*** Opening of INFORMATION SUPPLIED ***
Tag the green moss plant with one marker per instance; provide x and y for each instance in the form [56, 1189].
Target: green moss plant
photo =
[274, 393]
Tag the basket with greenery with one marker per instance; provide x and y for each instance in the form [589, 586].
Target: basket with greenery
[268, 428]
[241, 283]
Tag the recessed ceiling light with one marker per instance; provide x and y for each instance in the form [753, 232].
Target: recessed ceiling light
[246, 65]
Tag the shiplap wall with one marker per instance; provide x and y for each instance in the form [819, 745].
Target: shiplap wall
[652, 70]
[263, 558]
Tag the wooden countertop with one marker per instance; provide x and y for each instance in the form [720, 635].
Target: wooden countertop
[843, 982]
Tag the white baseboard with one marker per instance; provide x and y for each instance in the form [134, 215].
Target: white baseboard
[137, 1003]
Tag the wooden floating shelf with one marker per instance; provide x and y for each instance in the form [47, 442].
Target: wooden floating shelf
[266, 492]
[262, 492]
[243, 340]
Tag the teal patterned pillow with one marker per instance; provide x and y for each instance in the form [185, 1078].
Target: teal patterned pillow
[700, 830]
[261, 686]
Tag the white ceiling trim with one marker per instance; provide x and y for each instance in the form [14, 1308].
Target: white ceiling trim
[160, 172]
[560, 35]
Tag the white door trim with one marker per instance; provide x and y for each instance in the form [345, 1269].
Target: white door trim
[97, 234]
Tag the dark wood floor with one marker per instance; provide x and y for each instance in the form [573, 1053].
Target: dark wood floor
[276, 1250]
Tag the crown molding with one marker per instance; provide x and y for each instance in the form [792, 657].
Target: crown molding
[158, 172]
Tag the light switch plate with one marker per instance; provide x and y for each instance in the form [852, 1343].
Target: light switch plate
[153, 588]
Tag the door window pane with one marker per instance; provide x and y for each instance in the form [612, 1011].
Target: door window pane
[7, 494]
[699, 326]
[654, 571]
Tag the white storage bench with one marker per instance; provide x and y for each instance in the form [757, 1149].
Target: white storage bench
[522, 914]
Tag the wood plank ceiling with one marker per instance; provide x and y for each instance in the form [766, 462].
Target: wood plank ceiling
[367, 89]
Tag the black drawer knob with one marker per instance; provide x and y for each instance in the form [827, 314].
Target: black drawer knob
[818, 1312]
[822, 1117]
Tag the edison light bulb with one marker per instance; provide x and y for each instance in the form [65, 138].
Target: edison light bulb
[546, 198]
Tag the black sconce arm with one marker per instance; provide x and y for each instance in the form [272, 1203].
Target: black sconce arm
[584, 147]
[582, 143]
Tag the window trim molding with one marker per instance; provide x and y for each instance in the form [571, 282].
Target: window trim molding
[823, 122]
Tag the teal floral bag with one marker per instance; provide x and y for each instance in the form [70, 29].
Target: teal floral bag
*** Close of INFORMATION SUPPLIED ***
=== PROBLEM ===
All the records above need to be printed exactly.

=== SOLVED EXERCISE ===
Tag the green moss plant with one marker per instance; provide x and y for each instance in the form [56, 1189].
Target: green moss plant
photo =
[274, 393]
Tag the basket with greenery with one marker per instance; provide x and y for each instance in the form [589, 586].
Target: basket with greenery
[268, 428]
[241, 283]
Tag the recessed ceiling light with one marker per instance; provide x and y for each instance in the form [753, 232].
Target: recessed ceiling light
[246, 65]
Tag the shiplap wall with one marker per instance; provide x and y for each instance in the form [819, 745].
Target: shiplap wall
[652, 70]
[263, 558]
Tag the wooden countertop with one marker per instance; provide x and y for each instance in the form [720, 635].
Target: wooden countertop
[843, 982]
Tag the white baseboard with one marker per instance; provide x and y for each instance in the form [134, 215].
Target: white baseboard
[137, 1003]
Tag the wooden floating shelf with one marker per instance; provide x and y for each instance in the form [47, 442].
Target: wooden floating shelf
[266, 492]
[262, 492]
[243, 340]
Tag the teal patterned pillow with one marker per instance; provide x and y for each instance in the form [185, 1078].
Target: teal patterned pillow
[700, 830]
[261, 686]
Tag the white ceiling trim with one marker per instance; provide x and y for each instance in the form [14, 1308].
Target: white ceiling trim
[160, 172]
[560, 35]
Tag the white door trim with one marker per instance; provide x and y for each instance in the form [345, 1269].
Target: white door trim
[97, 234]
Tag the dark wood floor with one marker per instance; provide x and y for each instance in the form [573, 1053].
Target: dark wood floor
[276, 1250]
Tag the crown molding with one marker per instance; provide x and y for each instance in the form [792, 657].
Target: crown molding
[158, 172]
Tag the light switch plate with one marker per instance; provide x and y for each instance in the form [852, 1343].
Target: light switch plate
[153, 588]
Tag the door window pane with one marker per instance; provide x and y for each instance in the form [612, 1011].
Target: door window pane
[7, 494]
[699, 326]
[654, 571]
Tag the white storage bench with one marker per instance; provide x and y for each instance in the form [757, 1149].
Target: white storage bench
[522, 914]
Tag the wood plank ceiling with one marker per instance; provide x and y for each instance in the form [766, 462].
Target: wood plank ceiling
[367, 89]
Tag the black drawer knob with one marker per instance; provide x and y for each instance in the form [827, 314].
Target: black drawer knob
[818, 1312]
[822, 1117]
Tag the edison light bulb with one marker per instance; provide x and y for each instance in the form [65, 138].
Target: edison light bulb
[546, 198]
Tag the black sconce arm with one marker per instance; provide x and y for each instance in the form [272, 1203].
Target: black sconce arm
[584, 147]
[582, 143]
Tag the window trim molding with one marker per instance; provide x and y for each instance in the form [571, 282].
Target: window trim molding
[823, 122]
Tag the teal floral bag with one marker per instance; provide x and y for each instance in the form [70, 29].
Target: teal floral bag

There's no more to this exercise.